Problem to solve -
Edit the entries below so that every "Found at" becomes "Located at", and keep everything else as it is.

--- Extracted data ---

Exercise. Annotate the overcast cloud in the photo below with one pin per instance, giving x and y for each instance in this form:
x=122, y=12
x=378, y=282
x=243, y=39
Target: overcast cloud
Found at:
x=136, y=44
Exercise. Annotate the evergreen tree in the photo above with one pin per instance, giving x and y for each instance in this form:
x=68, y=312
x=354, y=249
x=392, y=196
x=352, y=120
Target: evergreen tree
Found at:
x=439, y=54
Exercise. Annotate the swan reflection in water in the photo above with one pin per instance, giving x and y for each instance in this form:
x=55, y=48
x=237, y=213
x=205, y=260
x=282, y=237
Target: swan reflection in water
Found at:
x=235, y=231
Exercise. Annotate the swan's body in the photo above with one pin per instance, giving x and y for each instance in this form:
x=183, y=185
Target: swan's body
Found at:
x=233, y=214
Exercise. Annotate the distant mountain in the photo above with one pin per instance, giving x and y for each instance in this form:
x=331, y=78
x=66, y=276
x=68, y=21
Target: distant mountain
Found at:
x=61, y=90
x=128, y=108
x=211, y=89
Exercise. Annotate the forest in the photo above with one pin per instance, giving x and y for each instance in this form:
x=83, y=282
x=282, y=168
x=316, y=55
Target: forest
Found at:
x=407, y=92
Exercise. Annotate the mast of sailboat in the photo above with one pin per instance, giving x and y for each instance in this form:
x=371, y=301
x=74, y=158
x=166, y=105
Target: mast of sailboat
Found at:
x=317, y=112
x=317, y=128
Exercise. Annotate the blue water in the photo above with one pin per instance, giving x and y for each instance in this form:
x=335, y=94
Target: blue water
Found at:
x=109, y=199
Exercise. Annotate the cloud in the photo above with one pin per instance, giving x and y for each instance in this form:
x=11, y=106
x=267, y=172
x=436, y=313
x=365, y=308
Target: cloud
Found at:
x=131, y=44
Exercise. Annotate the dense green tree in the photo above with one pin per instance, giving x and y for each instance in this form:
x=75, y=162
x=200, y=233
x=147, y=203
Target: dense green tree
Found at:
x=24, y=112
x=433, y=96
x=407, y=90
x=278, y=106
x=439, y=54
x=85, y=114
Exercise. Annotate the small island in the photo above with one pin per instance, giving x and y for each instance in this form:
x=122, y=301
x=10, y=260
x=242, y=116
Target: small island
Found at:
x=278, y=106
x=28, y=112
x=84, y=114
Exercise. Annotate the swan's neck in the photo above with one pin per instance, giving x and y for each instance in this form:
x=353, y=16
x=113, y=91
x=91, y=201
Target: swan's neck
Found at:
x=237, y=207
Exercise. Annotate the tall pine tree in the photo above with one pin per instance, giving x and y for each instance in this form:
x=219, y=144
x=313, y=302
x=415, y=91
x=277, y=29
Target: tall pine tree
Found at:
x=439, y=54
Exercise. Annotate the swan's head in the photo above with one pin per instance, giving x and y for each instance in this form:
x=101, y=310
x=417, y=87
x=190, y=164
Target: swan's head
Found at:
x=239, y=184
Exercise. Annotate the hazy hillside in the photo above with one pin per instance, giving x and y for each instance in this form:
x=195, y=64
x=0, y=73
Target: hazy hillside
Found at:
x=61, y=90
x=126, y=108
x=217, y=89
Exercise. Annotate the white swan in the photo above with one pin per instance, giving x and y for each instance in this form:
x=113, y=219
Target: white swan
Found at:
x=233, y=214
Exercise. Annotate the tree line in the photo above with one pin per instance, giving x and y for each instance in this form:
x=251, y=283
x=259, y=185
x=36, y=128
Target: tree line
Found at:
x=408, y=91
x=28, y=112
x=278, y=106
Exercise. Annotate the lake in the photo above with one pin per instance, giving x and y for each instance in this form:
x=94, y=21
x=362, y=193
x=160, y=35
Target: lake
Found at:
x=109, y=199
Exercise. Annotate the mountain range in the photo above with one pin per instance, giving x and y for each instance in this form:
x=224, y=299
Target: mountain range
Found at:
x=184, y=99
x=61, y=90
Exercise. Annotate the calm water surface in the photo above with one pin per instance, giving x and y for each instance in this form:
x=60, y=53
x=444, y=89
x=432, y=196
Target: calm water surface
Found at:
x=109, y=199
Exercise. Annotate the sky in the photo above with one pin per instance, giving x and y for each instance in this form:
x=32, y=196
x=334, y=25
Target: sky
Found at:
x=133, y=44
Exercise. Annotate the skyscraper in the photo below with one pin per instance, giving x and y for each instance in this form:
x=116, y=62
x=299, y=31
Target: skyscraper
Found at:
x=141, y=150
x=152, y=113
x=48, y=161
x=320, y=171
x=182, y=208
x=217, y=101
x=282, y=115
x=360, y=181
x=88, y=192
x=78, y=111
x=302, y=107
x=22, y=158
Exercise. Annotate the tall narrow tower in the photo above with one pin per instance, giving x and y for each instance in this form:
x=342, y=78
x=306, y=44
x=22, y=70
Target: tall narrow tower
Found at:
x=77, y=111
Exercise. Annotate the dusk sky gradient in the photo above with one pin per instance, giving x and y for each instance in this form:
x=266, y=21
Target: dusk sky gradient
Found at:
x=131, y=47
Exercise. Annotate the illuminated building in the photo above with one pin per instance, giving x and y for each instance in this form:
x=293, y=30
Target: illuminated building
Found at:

---

Complete response -
Exercise. Annotate the overcast cloud in the photo below with one pin per instance, giving x and y for each instance in this form:
x=122, y=12
x=378, y=282
x=243, y=39
Target: overcast cloud
Located at:
x=136, y=44
Exercise. Annotate the evergreen tree in the photo above with one pin per instance, giving x and y for each instance in this form:
x=68, y=312
x=354, y=249
x=392, y=196
x=352, y=120
Target: evergreen tree
Located at:
x=439, y=54
Exercise. Annotate the swan reflection in water in the photo above with one pin per instance, giving x and y for each instance in this form:
x=55, y=48
x=237, y=213
x=205, y=260
x=282, y=237
Target: swan reflection in water
Located at:
x=235, y=231
Exercise. Annotate the swan's body in the photo above with one pin per instance, giving x and y for each instance in this form:
x=183, y=185
Target: swan's body
Located at:
x=233, y=214
Exercise. Annotate the distant mountain in the photo above with one pin per instance, giving x and y for each instance in this form:
x=331, y=78
x=66, y=276
x=68, y=21
Target: distant mountain
Located at:
x=61, y=90
x=128, y=108
x=211, y=89
Exercise. Annotate the forest in the photo above with one pin per instance, giving x and y for each instance in this form:
x=83, y=282
x=282, y=168
x=316, y=55
Target: forest
Located at:
x=407, y=92
Exercise. Annotate the mast of sailboat in the photo above with one pin per instance, giving x and y for each instance in this form:
x=371, y=301
x=74, y=158
x=166, y=105
Target: mast of sailboat
Located at:
x=317, y=112
x=317, y=128
Exercise. Annotate the blue water in the photo above with one pin per instance, giving x and y for each instance in this form:
x=335, y=94
Target: blue water
Located at:
x=109, y=199
Exercise. Annotate the cloud in the photo above with one pin per instance, giving x and y for each instance in this form:
x=11, y=106
x=267, y=172
x=436, y=313
x=365, y=308
Target: cloud
Located at:
x=131, y=44
Exercise. Annotate the dense green tree in the photo above with one pin per instance, giving x and y for each instance in this form:
x=75, y=162
x=200, y=233
x=147, y=203
Target: dense green tree
Located at:
x=24, y=112
x=433, y=96
x=407, y=90
x=278, y=106
x=439, y=54
x=85, y=114
Exercise. Annotate the small island in the photo above with one pin per instance, giving x and y for each instance in this form:
x=122, y=301
x=10, y=260
x=242, y=116
Target: small island
Located at:
x=278, y=106
x=28, y=112
x=84, y=114
Exercise. Annotate the swan's neck in the photo above with one pin per instance, giving x and y for each instance in this form:
x=353, y=16
x=113, y=91
x=91, y=201
Target: swan's neck
Located at:
x=237, y=207
Exercise. Annotate the tall pine tree in the photo above with one pin per instance, giving x and y for each instance in this form:
x=219, y=144
x=313, y=302
x=415, y=91
x=277, y=29
Target: tall pine tree
Located at:
x=439, y=54
Exercise. Annotate the swan's head in the photo above with one pin per instance, giving x and y for each instance in this form:
x=101, y=310
x=417, y=87
x=190, y=164
Target: swan's head
Located at:
x=239, y=184
Exercise. Annotate the hazy hillside in the photo above with one pin per instance, giving x and y for each instance in this form:
x=195, y=64
x=0, y=73
Target: hazy hillside
Located at:
x=61, y=90
x=126, y=108
x=217, y=89
Exercise. Annotate the white swan in the photo above with one pin per instance, giving x and y for each instance in this form:
x=113, y=219
Target: white swan
Located at:
x=233, y=214
Exercise. Annotate the tree line in the photo above with one pin per instance, giving x and y for each instance in this form:
x=251, y=283
x=259, y=185
x=36, y=128
Target: tree line
Located at:
x=408, y=91
x=28, y=112
x=278, y=106
Exercise. Annotate the lake in the photo above with one pin per instance, giving x and y for each instance in this form:
x=94, y=21
x=362, y=193
x=160, y=35
Target: lake
Located at:
x=109, y=199
Exercise. Annotate the mountain range in the photo above with one pin per instance, giving x and y for each instance in this form:
x=224, y=299
Target: mountain range
Located at:
x=184, y=99
x=61, y=90
Exercise. Annotate the calm water surface in the photo above with one pin per instance, giving x and y for each instance in this form:
x=60, y=53
x=444, y=89
x=432, y=196
Target: calm water surface
Located at:
x=109, y=199
Exercise. Annotate the sky in the photo above with one pin per instance, giving x and y for each instance in this form:
x=32, y=196
x=334, y=25
Target: sky
Located at:
x=133, y=44
Exercise. Annotate the skyscraper in the photo below with one pin per instance, giving x and y for each instance in this form:
x=116, y=62
x=299, y=31
Target: skyscraper
Located at:
x=141, y=150
x=152, y=113
x=48, y=161
x=320, y=171
x=182, y=208
x=217, y=101
x=282, y=115
x=360, y=181
x=88, y=192
x=78, y=111
x=302, y=107
x=22, y=158
Exercise. Annotate the tall narrow tower in the photo above with one pin per instance, giving x and y for each instance in this form:
x=342, y=78
x=306, y=44
x=22, y=70
Target: tall narrow tower
Located at:
x=77, y=111
Exercise. Annotate the dusk sky gradient in the photo above with one pin per instance, giving x and y for each instance in this form:
x=266, y=21
Target: dusk sky gradient
Located at:
x=131, y=47
Exercise. Annotate the illuminated building in the photo above with one pin per instance, giving x and y for each instance in this form:
x=293, y=30
Target: illuminated building
Located at:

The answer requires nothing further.